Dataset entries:
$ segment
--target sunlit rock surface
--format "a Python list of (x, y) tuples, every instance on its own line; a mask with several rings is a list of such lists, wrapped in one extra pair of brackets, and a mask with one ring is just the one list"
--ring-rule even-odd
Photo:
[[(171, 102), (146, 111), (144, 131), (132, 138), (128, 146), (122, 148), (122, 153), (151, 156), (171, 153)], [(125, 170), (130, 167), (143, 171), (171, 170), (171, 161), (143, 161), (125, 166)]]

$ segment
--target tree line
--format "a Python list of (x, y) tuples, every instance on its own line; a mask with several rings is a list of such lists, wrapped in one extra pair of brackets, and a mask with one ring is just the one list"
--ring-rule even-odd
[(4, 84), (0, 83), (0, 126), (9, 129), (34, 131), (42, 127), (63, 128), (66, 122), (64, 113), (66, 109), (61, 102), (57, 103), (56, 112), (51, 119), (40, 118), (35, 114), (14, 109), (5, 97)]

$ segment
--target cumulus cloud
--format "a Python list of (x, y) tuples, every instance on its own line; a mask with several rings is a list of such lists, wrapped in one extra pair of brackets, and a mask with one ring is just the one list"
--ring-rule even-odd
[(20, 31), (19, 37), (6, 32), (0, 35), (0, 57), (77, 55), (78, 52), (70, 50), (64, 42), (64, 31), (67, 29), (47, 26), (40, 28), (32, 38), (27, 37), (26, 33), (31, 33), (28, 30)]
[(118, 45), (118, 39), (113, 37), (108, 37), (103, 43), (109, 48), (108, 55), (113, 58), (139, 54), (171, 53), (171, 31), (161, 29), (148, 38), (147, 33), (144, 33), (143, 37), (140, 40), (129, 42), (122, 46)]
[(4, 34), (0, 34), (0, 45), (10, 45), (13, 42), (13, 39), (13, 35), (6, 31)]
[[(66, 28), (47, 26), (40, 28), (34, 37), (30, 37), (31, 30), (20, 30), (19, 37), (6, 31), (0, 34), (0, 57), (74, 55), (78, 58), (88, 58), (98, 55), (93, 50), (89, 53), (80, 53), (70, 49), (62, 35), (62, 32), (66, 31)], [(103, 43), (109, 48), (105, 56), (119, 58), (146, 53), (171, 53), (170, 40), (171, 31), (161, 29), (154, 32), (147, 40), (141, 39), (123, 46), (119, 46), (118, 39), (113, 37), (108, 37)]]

TASK ITEM:
Transcribe each of the records above exactly.

REPLY TO THE EXERCISE:
$ segment
--target sunlit rock surface
--format "a Python list of (x, y) tuples, every instance on its own line; a mask with several rings is a list of such lists, wrapped in one extra pair of brackets, and a mask with one ring is just the one list"
--ring-rule even-odd
Photo:
[[(171, 102), (146, 111), (144, 131), (132, 138), (128, 146), (122, 148), (122, 153), (151, 156), (171, 153)], [(125, 170), (130, 167), (143, 171), (171, 170), (171, 161), (143, 161), (125, 166)]]

$ segment
--target tree line
--format "a Python list of (x, y) tuples, every instance on its own line; a mask with several rings is a list of such lists, wrapped in one extra pair of brackets, and a mask with one ring is just the one list"
--ring-rule even-odd
[(4, 84), (0, 83), (0, 126), (9, 129), (34, 131), (42, 127), (63, 128), (66, 122), (64, 113), (66, 109), (61, 102), (57, 103), (56, 112), (51, 119), (40, 118), (35, 114), (14, 109), (5, 97)]

$ segment
--target cumulus cloud
--format "a Python list of (x, y) tuples, every instance on its own line; a mask with several rings is a list of such lists, wrapped in one extra pair of brackets, and a mask with one ring is just the one list"
--ring-rule even-odd
[(20, 31), (19, 37), (6, 32), (0, 35), (0, 57), (77, 55), (78, 52), (70, 50), (64, 42), (64, 31), (67, 29), (47, 26), (40, 28), (32, 38), (27, 37), (26, 33), (31, 33), (28, 30)]
[(118, 45), (118, 39), (113, 37), (108, 37), (103, 43), (109, 48), (108, 55), (113, 58), (139, 54), (171, 53), (171, 31), (161, 29), (148, 38), (147, 33), (144, 33), (143, 37), (140, 40), (129, 42), (122, 46)]
[(4, 34), (0, 34), (0, 45), (10, 45), (13, 42), (13, 39), (13, 35), (6, 31)]
[[(66, 28), (47, 26), (40, 28), (34, 37), (30, 37), (31, 30), (20, 30), (19, 37), (6, 31), (0, 34), (0, 57), (74, 55), (78, 58), (88, 58), (98, 55), (93, 50), (89, 53), (80, 53), (70, 49), (62, 35), (62, 32), (66, 31)], [(103, 43), (109, 48), (105, 56), (119, 58), (146, 53), (171, 53), (170, 40), (171, 31), (161, 29), (154, 32), (147, 40), (141, 39), (123, 46), (119, 46), (118, 39), (113, 37), (108, 37)]]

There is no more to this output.